Try it |
Repeat the listing below in full and exactly, but without its pictures.

Extracted records |

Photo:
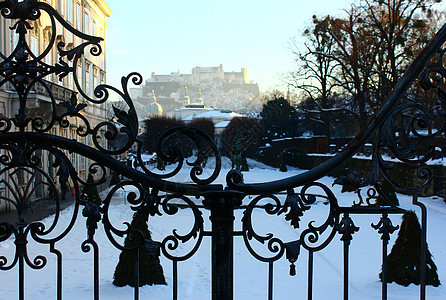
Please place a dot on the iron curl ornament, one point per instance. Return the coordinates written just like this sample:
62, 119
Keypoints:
404, 127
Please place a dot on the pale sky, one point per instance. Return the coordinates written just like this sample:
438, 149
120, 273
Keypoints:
169, 35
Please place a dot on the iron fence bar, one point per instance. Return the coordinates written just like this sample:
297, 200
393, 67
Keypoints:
96, 269
59, 270
221, 205
175, 280
270, 280
346, 261
404, 83
423, 245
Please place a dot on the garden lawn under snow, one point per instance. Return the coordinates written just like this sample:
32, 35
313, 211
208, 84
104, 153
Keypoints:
250, 274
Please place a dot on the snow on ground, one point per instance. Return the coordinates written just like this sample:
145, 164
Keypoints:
250, 275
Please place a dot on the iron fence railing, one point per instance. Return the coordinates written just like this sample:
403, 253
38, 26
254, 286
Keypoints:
23, 137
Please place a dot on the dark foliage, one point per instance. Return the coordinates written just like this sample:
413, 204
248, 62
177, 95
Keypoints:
90, 191
150, 269
404, 261
203, 124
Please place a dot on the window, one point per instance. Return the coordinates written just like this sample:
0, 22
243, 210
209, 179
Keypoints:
87, 79
73, 159
70, 11
80, 75
34, 45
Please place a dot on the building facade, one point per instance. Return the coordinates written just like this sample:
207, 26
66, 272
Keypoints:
87, 16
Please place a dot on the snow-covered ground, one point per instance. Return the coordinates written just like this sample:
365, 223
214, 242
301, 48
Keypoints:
250, 274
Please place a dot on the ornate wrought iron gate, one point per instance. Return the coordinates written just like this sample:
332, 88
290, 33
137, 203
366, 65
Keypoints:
25, 140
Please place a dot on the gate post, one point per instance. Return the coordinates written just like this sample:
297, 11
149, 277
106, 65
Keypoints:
221, 205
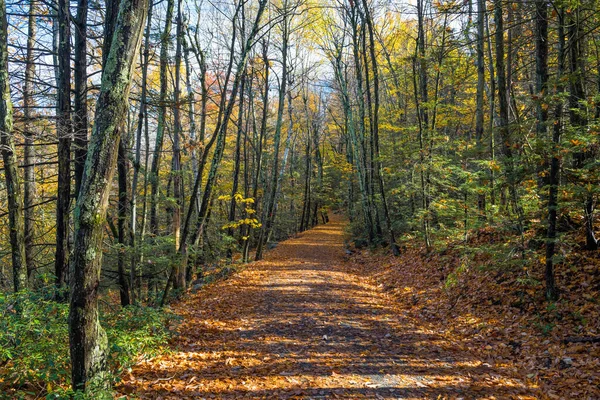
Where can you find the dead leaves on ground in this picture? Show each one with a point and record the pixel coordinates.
(304, 323)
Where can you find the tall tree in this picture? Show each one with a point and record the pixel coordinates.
(29, 194)
(80, 116)
(165, 41)
(64, 131)
(88, 342)
(11, 175)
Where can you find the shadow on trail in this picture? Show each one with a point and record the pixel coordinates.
(299, 325)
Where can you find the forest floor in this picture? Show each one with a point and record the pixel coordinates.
(306, 324)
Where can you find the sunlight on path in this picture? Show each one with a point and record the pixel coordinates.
(300, 325)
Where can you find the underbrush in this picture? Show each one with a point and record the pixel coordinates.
(486, 295)
(34, 343)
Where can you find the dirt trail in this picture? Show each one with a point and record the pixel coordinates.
(301, 325)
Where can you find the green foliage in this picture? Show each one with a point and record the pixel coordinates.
(34, 343)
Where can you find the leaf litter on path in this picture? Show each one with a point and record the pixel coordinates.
(301, 324)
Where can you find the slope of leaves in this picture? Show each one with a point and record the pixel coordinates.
(495, 309)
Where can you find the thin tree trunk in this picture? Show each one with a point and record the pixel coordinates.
(162, 116)
(137, 239)
(271, 197)
(29, 160)
(479, 109)
(11, 175)
(375, 131)
(64, 133)
(554, 176)
(177, 177)
(80, 117)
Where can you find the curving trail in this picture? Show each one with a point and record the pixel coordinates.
(301, 325)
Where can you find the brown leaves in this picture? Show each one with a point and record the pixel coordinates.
(302, 324)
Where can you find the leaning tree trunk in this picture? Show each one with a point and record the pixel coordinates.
(88, 341)
(554, 176)
(162, 116)
(80, 124)
(63, 130)
(375, 131)
(11, 175)
(271, 197)
(29, 151)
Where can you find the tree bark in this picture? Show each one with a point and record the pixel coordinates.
(11, 174)
(80, 117)
(162, 116)
(64, 133)
(29, 160)
(88, 342)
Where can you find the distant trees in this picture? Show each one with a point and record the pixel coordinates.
(237, 124)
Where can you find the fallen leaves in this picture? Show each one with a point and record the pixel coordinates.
(305, 323)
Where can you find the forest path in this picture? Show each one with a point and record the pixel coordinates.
(301, 324)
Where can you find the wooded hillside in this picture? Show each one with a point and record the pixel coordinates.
(152, 147)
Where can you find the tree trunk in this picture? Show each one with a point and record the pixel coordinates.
(270, 198)
(554, 176)
(479, 109)
(64, 133)
(29, 128)
(375, 131)
(88, 342)
(11, 175)
(177, 177)
(162, 116)
(80, 116)
(136, 238)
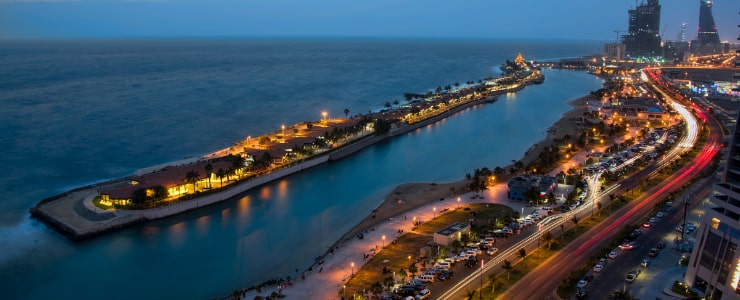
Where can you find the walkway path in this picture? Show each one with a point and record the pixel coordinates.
(337, 267)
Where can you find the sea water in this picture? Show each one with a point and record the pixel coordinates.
(76, 112)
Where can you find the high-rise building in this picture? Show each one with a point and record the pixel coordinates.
(643, 37)
(707, 29)
(714, 266)
(614, 52)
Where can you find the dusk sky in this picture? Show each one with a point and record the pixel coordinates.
(541, 19)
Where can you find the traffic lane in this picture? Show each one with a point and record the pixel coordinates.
(461, 271)
(663, 230)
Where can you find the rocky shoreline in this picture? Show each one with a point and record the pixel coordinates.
(78, 221)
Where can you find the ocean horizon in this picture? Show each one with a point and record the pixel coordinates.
(79, 112)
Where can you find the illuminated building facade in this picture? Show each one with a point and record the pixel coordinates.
(707, 29)
(714, 266)
(643, 37)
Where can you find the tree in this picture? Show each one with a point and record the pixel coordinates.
(209, 170)
(402, 274)
(413, 269)
(389, 281)
(376, 288)
(192, 177)
(221, 174)
(456, 245)
(574, 219)
(548, 239)
(507, 266)
(523, 255)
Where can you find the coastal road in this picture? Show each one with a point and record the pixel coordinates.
(548, 276)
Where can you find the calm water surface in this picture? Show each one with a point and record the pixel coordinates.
(88, 111)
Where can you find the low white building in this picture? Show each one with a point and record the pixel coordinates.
(451, 233)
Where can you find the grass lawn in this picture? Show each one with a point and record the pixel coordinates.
(410, 244)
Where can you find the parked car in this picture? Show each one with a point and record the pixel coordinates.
(645, 262)
(423, 294)
(445, 275)
(581, 284)
(628, 246)
(598, 267)
(632, 275)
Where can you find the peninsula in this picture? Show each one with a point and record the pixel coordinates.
(176, 187)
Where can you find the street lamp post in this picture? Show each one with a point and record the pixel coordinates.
(480, 296)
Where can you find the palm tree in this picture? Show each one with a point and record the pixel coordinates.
(221, 174)
(523, 255)
(192, 177)
(209, 170)
(548, 239)
(507, 266)
(574, 219)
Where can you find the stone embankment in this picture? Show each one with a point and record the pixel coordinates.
(73, 214)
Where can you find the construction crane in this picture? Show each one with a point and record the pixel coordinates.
(617, 32)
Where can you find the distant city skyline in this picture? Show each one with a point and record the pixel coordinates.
(526, 19)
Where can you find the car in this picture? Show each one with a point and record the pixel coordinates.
(582, 293)
(445, 275)
(632, 275)
(581, 284)
(598, 268)
(423, 294)
(653, 252)
(628, 246)
(645, 262)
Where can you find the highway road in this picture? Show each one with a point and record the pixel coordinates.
(548, 276)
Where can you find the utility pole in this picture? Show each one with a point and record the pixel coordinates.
(685, 212)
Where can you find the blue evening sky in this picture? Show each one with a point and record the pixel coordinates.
(541, 19)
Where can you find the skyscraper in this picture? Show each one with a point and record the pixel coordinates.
(643, 37)
(714, 267)
(707, 29)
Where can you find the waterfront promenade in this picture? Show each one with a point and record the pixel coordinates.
(74, 214)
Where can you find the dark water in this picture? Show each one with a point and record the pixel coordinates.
(76, 112)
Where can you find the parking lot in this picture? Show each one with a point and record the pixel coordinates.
(658, 272)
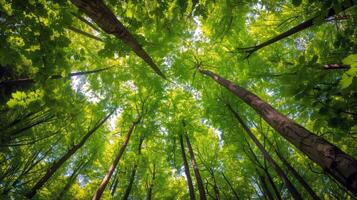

Answer for this exercise |
Photo:
Please place a dot on the iron curl ornament, one point per instance. Return the coordinates written just like this sample:
62, 119
Keypoints:
404, 127
Please place a dot on the pale sky, one point per instance. Return the coordinates written just like this sample:
438, 149
120, 273
Keypoints:
169, 35
Please place a dot on the iron fence bar, one point per instance. Return the coordinates written just like this sample:
297, 200
393, 67
Keypoints:
96, 269
59, 270
221, 205
175, 280
270, 280
346, 261
404, 83
423, 245
Please place a dot on the garden lawn under snow, one point per instance. Return the coordinates written just like this sample:
32, 35
313, 211
208, 84
104, 153
Keypoints:
250, 274
Please place a dot on the snow on ground, one point per instance. Return the coordinates written just like this sample:
145, 164
Keypoints:
250, 275
Please place a dot on the iron fence railing, one point per instance. Return the coordinates written just like this sample:
403, 253
38, 26
254, 286
Keypoints:
23, 137
Please place a dot on the dark foliage, one point per instance. Return the coordinates written just like this sample:
413, 204
248, 62
177, 95
Keypoints:
90, 191
150, 269
404, 261
203, 124
Please place a dot on the window, one point per instance. Return the coordinates written just like this sample:
0, 22
243, 210
209, 179
Keypoints:
87, 79
73, 159
70, 11
80, 75
34, 45
Please place a dot on the building facade, one point per instance. Return the coordinates written just like this sample:
207, 26
66, 272
Keypoints:
87, 16
Please place a dot on the snow-covered ground, one point per instance. Return the coordinates written just like this sample:
365, 223
214, 242
301, 48
Keypoints:
250, 274
Please place a dot on the ornate wrought iron gate, one point per instance. Return the coordinates written just like this sample:
332, 88
290, 33
137, 203
366, 65
Keypoints:
25, 140
Please place a dot on the gate post, one point per instance. Return the coordinates written just like this sample:
297, 11
149, 277
106, 65
Keypoints:
221, 205
Where can you find the dead leaves on ground in this picture? Show each one with a point and record the pixel coordinates.
(304, 323)
Where can you find the tall tree in this picture? Show each one with a point and record the pixel coordinates.
(29, 194)
(80, 116)
(165, 41)
(64, 131)
(88, 342)
(11, 175)
Where can you find the shadow on trail in this picture? Show each one with a point and record the pixel coordinates.
(299, 325)
Where can you find the forest floor in this picture? Show each one with a point and record the pixel coordinates.
(306, 324)
Where can you find the sunlight on path in this picture? Show each one with a point and record the pixel coordinates.
(300, 325)
Where can you find the underbrush in this picture? Show each one with a point and record the pixel coordinates.
(486, 295)
(34, 343)
Where can you find the dirt trail in this picture? Show each one with a point and record the pixel coordinates.
(301, 325)
Where can you find the green foliage in this picture? Show each one with a point and record the pixel coordinates.
(34, 343)
Where can you find the leaf litter on path in this picture? Show each one with a point and record the pixel coordinates.
(301, 324)
Where can you find the slope of leaves in this picture? Show each one with a point and record the pixel coordinates.
(495, 309)
Where can you find the thin tree trunk in this picture? Show each one with a point and record the pixel coordinates.
(162, 116)
(137, 239)
(271, 197)
(29, 160)
(479, 109)
(11, 175)
(375, 131)
(64, 133)
(554, 176)
(177, 177)
(80, 117)
Where can you find the curving trail in this picture? Show each one with a point and record the pixel coordinates.
(301, 325)
Where can you find the brown leaves in this picture? Show each one with a point and record the pixel coordinates.
(302, 324)
Where can you find the leaning tree trunk in this picture? Show each one with a point and record the pixel coordinates.
(88, 341)
(554, 176)
(162, 116)
(80, 124)
(63, 130)
(375, 131)
(11, 175)
(271, 197)
(29, 151)
Where can you find the tree bark in this picture? Show each one with a point and record the pixel coordinates.
(11, 174)
(80, 117)
(162, 116)
(64, 133)
(29, 160)
(88, 342)
Where can you find the distant trees in this picture? Show each one with a point and record the pixel coordinates.
(237, 124)
Where can you find the fallen leaves in this picture? Show each one with a point and record the pixel coordinates.
(305, 323)
Where can you find the forest path in this picture? Show each one with a point and record the pixel coordinates.
(301, 324)
Where can you find the wooded hillside in this picture? Show each one with a point and record the pixel coordinates.
(152, 147)
Where can you find the tree trunk in this picture? Show each one with a point and record the pixel coordinates.
(270, 198)
(554, 176)
(479, 109)
(64, 133)
(29, 128)
(375, 131)
(88, 342)
(11, 175)
(177, 177)
(162, 116)
(80, 116)
(136, 238)
Where can you find the walkway path in this picture? Show each one with a point and record the pixel coordinates.
(337, 267)
Where can you find the sea water in this picture? Show each one with a point and record the pixel coordinates.
(76, 112)
Where can you find the high-rise building in this picture? Show each one with a point and record the pixel coordinates.
(643, 37)
(707, 29)
(714, 266)
(614, 52)
Where can you find the dusk sky in this picture? Show each one with a point and record the pixel coordinates.
(541, 19)
Where can you find the traffic lane in this picture? Show each one with a point and record the pixel coordinates.
(461, 271)
(663, 230)
Where can you find the rocky shoreline in this picture? Show each one with a point and record the pixel coordinates.
(78, 221)
Where can you find the ocean horizon in this picture? Show each one with a point and record the pixel coordinates.
(79, 112)
Where can you find the illuminated building facade in this picture? Show each one with a point and record the pixel coordinates.
(707, 29)
(714, 266)
(643, 37)
Where can you find the tree in this picture? Show each one with a point and record the pixel coordinates.
(209, 170)
(402, 274)
(413, 269)
(389, 281)
(376, 288)
(192, 177)
(221, 174)
(456, 245)
(574, 219)
(548, 239)
(507, 266)
(523, 255)
Where can you find the coastal road in this picture? Show each one with a point and record the pixel coordinates.
(548, 276)
Where can you find the calm water surface in this picture? Show each one with a point and record the pixel coordinates.
(88, 111)
Where can you find the low white building in this picture? Show each one with a point and record the pixel coordinates.
(451, 233)
Where can you find the grass lawn in this picture? Show each one with a point and record the pixel coordinates.
(410, 244)
Where can you find the parked car in this picture? Show each one with a point and record the pixel coordinates.
(645, 262)
(423, 294)
(445, 275)
(581, 284)
(628, 246)
(598, 267)
(632, 275)
Where can you find the peninsula in this picture? Show each one with a point and record the pixel coordinates.
(176, 187)
Where can you find the street lamp post in this picture? Show each one with a point and record the pixel coordinates.
(480, 296)
Where can you find the palm tree in this picture? Show each one with a point and record the pixel coordinates.
(221, 174)
(523, 255)
(192, 177)
(209, 170)
(548, 239)
(507, 266)
(574, 219)
Where can you find the stone embankment in this picture? Show each one with a point and record the pixel coordinates.
(73, 214)
Where can you find the construction crane in this picture? Show each one with a point and record the pixel coordinates.
(617, 32)
Where can you find the distant city skyline in this picture? Show each one with a point and record the pixel coordinates.
(526, 19)
Where can you find the car in this picture? Show each one with a point and record the pixel coordinates.
(582, 293)
(445, 275)
(632, 275)
(581, 284)
(598, 268)
(423, 294)
(653, 252)
(628, 246)
(645, 262)
Where can you find the highway road in this picture? Show each one with a point and record the pixel coordinates.
(548, 276)
Where can you find the utility pole in this picture? Show each one with a point and record the pixel coordinates.
(685, 212)
Where can you find the blue evening sky in this picture? Show each one with a point and record the pixel coordinates.
(541, 19)
Where can you find the skyscraper in this picture? Show each one with a point and record the pixel coordinates.
(643, 37)
(714, 267)
(707, 29)
Where can you find the waterfront promenade in this picture? Show each one with a point and record the pixel coordinates.
(74, 214)
Where can you find the dark water in this picture? Show each one with a point and record the pixel coordinates.
(76, 112)
Where can you find the parking lot in this picture? Show each one with a point and record the pixel coordinates.
(658, 272)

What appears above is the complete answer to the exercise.